Records excerpted from a collection:
------------------------

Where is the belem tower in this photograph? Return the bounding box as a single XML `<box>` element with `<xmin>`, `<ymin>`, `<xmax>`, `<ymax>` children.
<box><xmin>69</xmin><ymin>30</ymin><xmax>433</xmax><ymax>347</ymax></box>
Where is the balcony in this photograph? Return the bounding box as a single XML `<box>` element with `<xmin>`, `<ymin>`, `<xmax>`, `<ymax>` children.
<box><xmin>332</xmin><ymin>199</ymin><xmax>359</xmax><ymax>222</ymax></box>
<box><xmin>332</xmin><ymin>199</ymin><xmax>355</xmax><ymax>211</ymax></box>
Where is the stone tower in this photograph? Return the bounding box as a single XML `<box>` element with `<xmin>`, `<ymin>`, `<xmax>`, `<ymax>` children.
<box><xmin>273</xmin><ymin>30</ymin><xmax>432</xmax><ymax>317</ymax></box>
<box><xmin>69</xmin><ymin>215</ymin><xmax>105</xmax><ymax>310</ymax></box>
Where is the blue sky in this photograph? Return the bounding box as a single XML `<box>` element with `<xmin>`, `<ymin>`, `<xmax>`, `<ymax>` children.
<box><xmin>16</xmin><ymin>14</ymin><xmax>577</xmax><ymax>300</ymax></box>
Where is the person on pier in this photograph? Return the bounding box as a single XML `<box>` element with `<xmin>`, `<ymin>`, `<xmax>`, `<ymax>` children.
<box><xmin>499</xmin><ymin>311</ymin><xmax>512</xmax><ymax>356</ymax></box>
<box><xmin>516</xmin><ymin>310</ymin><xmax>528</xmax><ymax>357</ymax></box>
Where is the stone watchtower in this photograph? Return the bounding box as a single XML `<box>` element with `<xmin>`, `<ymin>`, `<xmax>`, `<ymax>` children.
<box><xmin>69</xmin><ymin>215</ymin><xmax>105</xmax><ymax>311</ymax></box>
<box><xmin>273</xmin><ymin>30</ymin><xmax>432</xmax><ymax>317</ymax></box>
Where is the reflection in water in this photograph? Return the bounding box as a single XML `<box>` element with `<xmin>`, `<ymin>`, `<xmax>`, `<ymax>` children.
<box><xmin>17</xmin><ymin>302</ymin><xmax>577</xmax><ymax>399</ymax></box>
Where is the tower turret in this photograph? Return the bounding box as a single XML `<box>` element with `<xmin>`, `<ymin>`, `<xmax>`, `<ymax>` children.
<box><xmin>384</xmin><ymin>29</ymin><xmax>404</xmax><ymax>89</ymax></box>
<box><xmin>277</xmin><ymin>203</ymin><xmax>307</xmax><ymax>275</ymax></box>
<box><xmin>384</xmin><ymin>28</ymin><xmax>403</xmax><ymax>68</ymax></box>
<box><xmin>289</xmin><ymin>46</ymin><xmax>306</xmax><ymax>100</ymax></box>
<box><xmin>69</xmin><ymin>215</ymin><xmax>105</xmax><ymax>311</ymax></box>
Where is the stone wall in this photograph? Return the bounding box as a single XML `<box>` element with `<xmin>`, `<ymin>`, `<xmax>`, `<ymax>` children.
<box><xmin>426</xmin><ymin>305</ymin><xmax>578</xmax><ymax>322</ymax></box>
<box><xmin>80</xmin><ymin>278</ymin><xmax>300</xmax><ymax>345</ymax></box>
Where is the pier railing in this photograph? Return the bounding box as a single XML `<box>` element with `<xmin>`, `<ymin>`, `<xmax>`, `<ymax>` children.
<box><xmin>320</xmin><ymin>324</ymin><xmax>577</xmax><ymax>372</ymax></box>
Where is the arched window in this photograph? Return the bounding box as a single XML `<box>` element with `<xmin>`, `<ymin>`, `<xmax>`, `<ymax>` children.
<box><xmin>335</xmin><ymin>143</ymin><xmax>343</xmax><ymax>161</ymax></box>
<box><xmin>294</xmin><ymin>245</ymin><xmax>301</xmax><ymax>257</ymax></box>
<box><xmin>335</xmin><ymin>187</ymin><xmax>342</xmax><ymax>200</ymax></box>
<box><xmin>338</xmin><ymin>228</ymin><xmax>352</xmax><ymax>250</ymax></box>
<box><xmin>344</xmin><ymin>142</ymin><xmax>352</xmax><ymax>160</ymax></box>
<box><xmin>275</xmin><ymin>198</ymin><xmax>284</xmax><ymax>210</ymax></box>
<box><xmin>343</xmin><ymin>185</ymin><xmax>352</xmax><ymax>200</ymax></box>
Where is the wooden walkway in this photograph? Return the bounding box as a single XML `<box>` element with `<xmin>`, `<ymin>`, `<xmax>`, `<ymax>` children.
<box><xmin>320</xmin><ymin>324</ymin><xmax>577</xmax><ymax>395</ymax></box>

------------------------

:: The problem ::
Please quote every record above exactly as it appears.

:: Output of the exercise ::
Where is the belem tower in this photograph? Return the bounding box as a single XML `<box>` element with `<xmin>`, `<ymin>`, `<xmax>`, `<ymax>` children.
<box><xmin>69</xmin><ymin>30</ymin><xmax>433</xmax><ymax>347</ymax></box>
Where is the balcony in this photograph? Return the bounding box as a single XML `<box>` element with `<xmin>`, `<ymin>`, `<xmax>`, `<ymax>` children.
<box><xmin>332</xmin><ymin>199</ymin><xmax>359</xmax><ymax>222</ymax></box>
<box><xmin>332</xmin><ymin>199</ymin><xmax>355</xmax><ymax>211</ymax></box>
Where is the stone tower in this photograph? Return the bounding box as a single XML `<box>` element with `<xmin>`, `<ymin>`, `<xmax>`, `<ymax>` children.
<box><xmin>273</xmin><ymin>30</ymin><xmax>432</xmax><ymax>317</ymax></box>
<box><xmin>69</xmin><ymin>215</ymin><xmax>105</xmax><ymax>310</ymax></box>
Where is the blue sky in this photograph? Return the bounding box as a single XML `<box>` element with `<xmin>`, `<ymin>`, `<xmax>`, `<ymax>` children.
<box><xmin>16</xmin><ymin>14</ymin><xmax>577</xmax><ymax>300</ymax></box>
Where is the person on pier in this photograph? Return the bounding box as a single XML `<box>` element with `<xmin>`, `<ymin>`, `<xmax>`, `<ymax>` children.
<box><xmin>499</xmin><ymin>311</ymin><xmax>512</xmax><ymax>356</ymax></box>
<box><xmin>516</xmin><ymin>310</ymin><xmax>528</xmax><ymax>357</ymax></box>
Where is the stone watchtower in this photograph? Return the bounding box as a single XML `<box>` element with `<xmin>`, `<ymin>`, `<xmax>`, `<ymax>` children.
<box><xmin>69</xmin><ymin>215</ymin><xmax>105</xmax><ymax>311</ymax></box>
<box><xmin>273</xmin><ymin>30</ymin><xmax>432</xmax><ymax>317</ymax></box>
Where is the reflection in water in this photograph? Return the bounding box as a single XML `<box>` element with `<xmin>`, `<ymin>`, `<xmax>`, `<ymax>` children.
<box><xmin>17</xmin><ymin>302</ymin><xmax>577</xmax><ymax>399</ymax></box>
Where is the tower turret in this photograph? Return the bounding box as a single XML `<box>` element with `<xmin>`, `<ymin>`, `<xmax>`, `<ymax>` children.
<box><xmin>384</xmin><ymin>29</ymin><xmax>404</xmax><ymax>89</ymax></box>
<box><xmin>277</xmin><ymin>203</ymin><xmax>307</xmax><ymax>275</ymax></box>
<box><xmin>384</xmin><ymin>28</ymin><xmax>403</xmax><ymax>68</ymax></box>
<box><xmin>289</xmin><ymin>46</ymin><xmax>306</xmax><ymax>100</ymax></box>
<box><xmin>69</xmin><ymin>215</ymin><xmax>105</xmax><ymax>311</ymax></box>
Where is the stone wall in this photograph? Return the bounding box as a single XML `<box>` element with `<xmin>`, `<ymin>`, `<xmax>`, `<ymax>` children.
<box><xmin>426</xmin><ymin>305</ymin><xmax>578</xmax><ymax>322</ymax></box>
<box><xmin>80</xmin><ymin>278</ymin><xmax>300</xmax><ymax>345</ymax></box>
Where is the pier railing in this photograph? Return the bounding box as a single XML `<box>` element with `<xmin>`, `<ymin>`, `<xmax>`, `<ymax>` children.
<box><xmin>320</xmin><ymin>324</ymin><xmax>577</xmax><ymax>372</ymax></box>
Where is the arched window in this photograph? Return the bounding box as a single XML `<box>` element with `<xmin>`, `<ymin>`, `<xmax>`, `<ymax>` children.
<box><xmin>335</xmin><ymin>143</ymin><xmax>343</xmax><ymax>161</ymax></box>
<box><xmin>294</xmin><ymin>245</ymin><xmax>301</xmax><ymax>257</ymax></box>
<box><xmin>335</xmin><ymin>187</ymin><xmax>342</xmax><ymax>200</ymax></box>
<box><xmin>338</xmin><ymin>228</ymin><xmax>352</xmax><ymax>250</ymax></box>
<box><xmin>344</xmin><ymin>142</ymin><xmax>352</xmax><ymax>160</ymax></box>
<box><xmin>275</xmin><ymin>198</ymin><xmax>284</xmax><ymax>210</ymax></box>
<box><xmin>343</xmin><ymin>185</ymin><xmax>352</xmax><ymax>200</ymax></box>
Where is the wooden walkway in this photograph? Return the bounding box as a single XML `<box>` element with `<xmin>`, `<ymin>`, `<xmax>`, `<ymax>` children.
<box><xmin>320</xmin><ymin>324</ymin><xmax>577</xmax><ymax>395</ymax></box>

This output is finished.